**CONSIGNE 1**: D'après le texte sur l'affaire Cazzetta, devant quelle juridiction la Couronne a-t-elle déposé son avis d'appel ?

**TEXTE DE LECTURE**:
####################
Le juge James L. Brunton a «erré en droit» en ordonnant des arrêts des procédures à l'endroit de l'influent Hells Angels Salvatore Cazzetta et de ses présumés complices, puisqu'il n'a pas tenu compte des longs délais imputables à la défense et de la «complexité particulière» de cette affaire de fraude de millions de dollars, plaide la Couronne dans son avis d'appel d'ordonnances d'arrêts des procédures déposé jeudi à la Cour d'appel du Québec.

La décision du juge de la Cour supérieure, le mois dernier, de libérer de toute accusation le Hells Angels Salvatore Cazzetta, avait créé une onde de choc dans le milieu judiciaire. La bâtonnière du Québec, Me Claudia P. Prémont avait d'ailleurs jugé «inacceptable» un tel dénouement. Dans le cadre de l'opération Machine, Cazzetta et trois membres de la famille Rice - Burton, Peter et Peter Francis - avaient été accusés de gangstérisme, de fraude et de complot de fraude alléguée de 67 millions à l'endroit des gouvernements de Québec et d'Ottawa.
####################
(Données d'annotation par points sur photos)
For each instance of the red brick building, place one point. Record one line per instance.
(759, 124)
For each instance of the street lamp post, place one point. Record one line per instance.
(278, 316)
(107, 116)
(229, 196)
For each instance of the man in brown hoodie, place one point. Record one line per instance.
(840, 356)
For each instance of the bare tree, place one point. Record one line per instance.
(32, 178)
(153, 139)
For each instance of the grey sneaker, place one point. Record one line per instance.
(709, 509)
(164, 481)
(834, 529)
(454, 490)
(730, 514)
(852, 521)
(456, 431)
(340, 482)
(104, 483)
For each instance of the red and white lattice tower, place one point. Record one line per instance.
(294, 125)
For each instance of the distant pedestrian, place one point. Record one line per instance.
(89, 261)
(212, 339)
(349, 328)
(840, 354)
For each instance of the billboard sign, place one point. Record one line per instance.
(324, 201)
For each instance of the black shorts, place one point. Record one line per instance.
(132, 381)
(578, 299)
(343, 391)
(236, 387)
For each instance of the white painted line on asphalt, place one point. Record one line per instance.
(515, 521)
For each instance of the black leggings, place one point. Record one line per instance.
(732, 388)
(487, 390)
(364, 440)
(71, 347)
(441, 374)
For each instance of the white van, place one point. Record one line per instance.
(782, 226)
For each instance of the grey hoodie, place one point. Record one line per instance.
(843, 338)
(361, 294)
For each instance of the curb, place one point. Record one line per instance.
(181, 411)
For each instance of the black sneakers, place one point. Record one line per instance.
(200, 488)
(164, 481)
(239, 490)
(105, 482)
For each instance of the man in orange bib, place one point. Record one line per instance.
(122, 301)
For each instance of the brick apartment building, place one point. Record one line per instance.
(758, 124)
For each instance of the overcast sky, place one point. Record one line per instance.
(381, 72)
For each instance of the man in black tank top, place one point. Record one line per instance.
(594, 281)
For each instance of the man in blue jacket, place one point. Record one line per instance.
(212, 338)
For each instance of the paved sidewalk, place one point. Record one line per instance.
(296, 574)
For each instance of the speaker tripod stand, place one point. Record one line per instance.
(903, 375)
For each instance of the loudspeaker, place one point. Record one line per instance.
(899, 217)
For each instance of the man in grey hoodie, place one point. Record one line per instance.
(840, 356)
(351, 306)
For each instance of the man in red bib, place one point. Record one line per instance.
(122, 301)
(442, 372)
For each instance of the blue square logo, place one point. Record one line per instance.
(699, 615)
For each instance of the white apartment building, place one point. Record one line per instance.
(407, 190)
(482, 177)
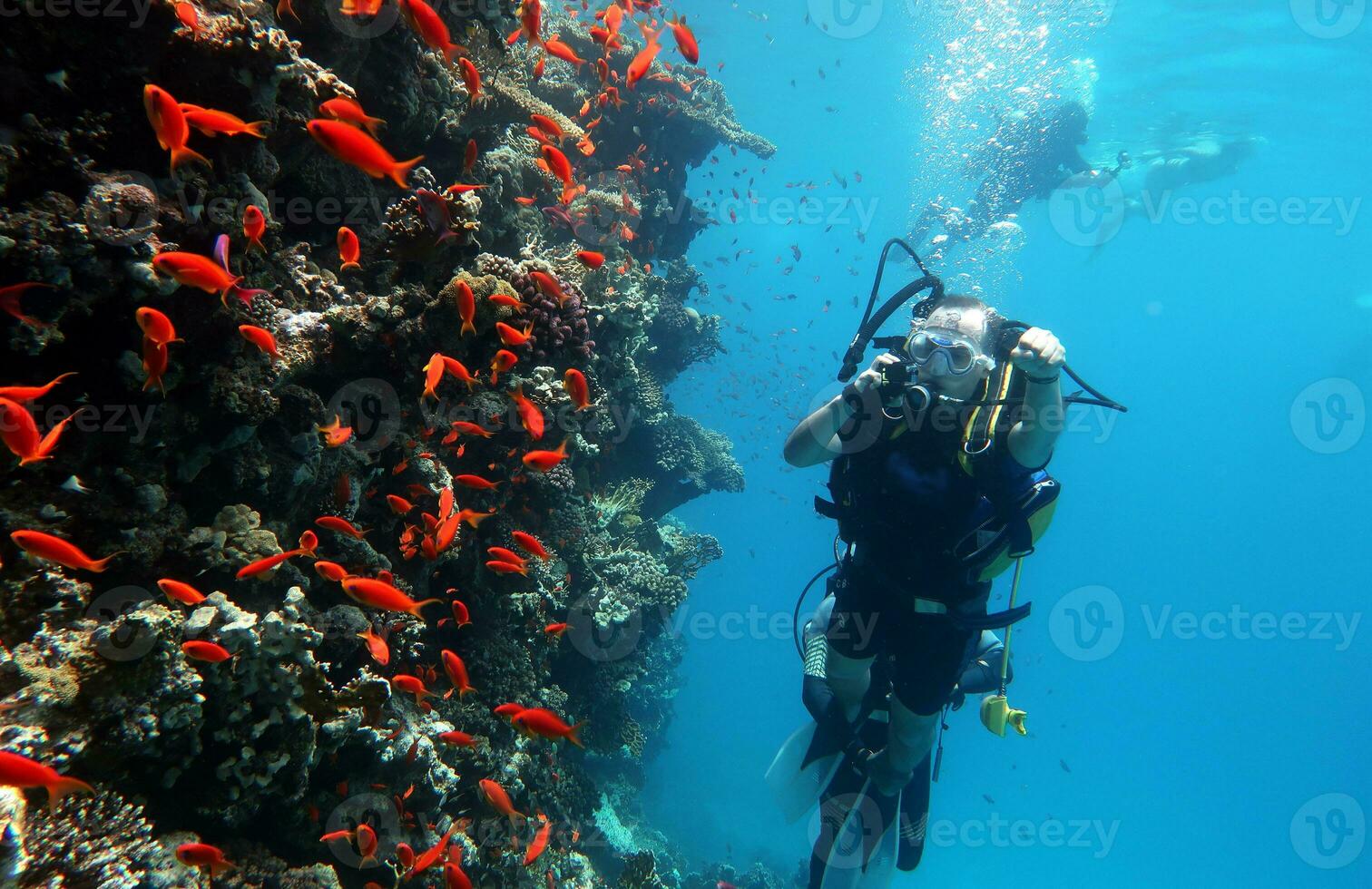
####################
**CONSIGNE 2**: Dans les lignes de données, reproduisez celles qui vont de la ligne contenant « For each instance of the blue » jusqu'à la fin des lignes, bornes incluses, en substituant « residential building » à « apartment building » sans rien modifier d'autre. Ne restituez que ces lignes et omettez les images.

**RÉSULTAT 1**: Devant la Cour d'appel du Québec.

**RÉSULTAT 2**:
For each instance of the blue square logo, place one point. Record one line per instance.
(699, 615)
For each instance of the white residential building, place one point. Record one line per instance.
(407, 190)
(482, 177)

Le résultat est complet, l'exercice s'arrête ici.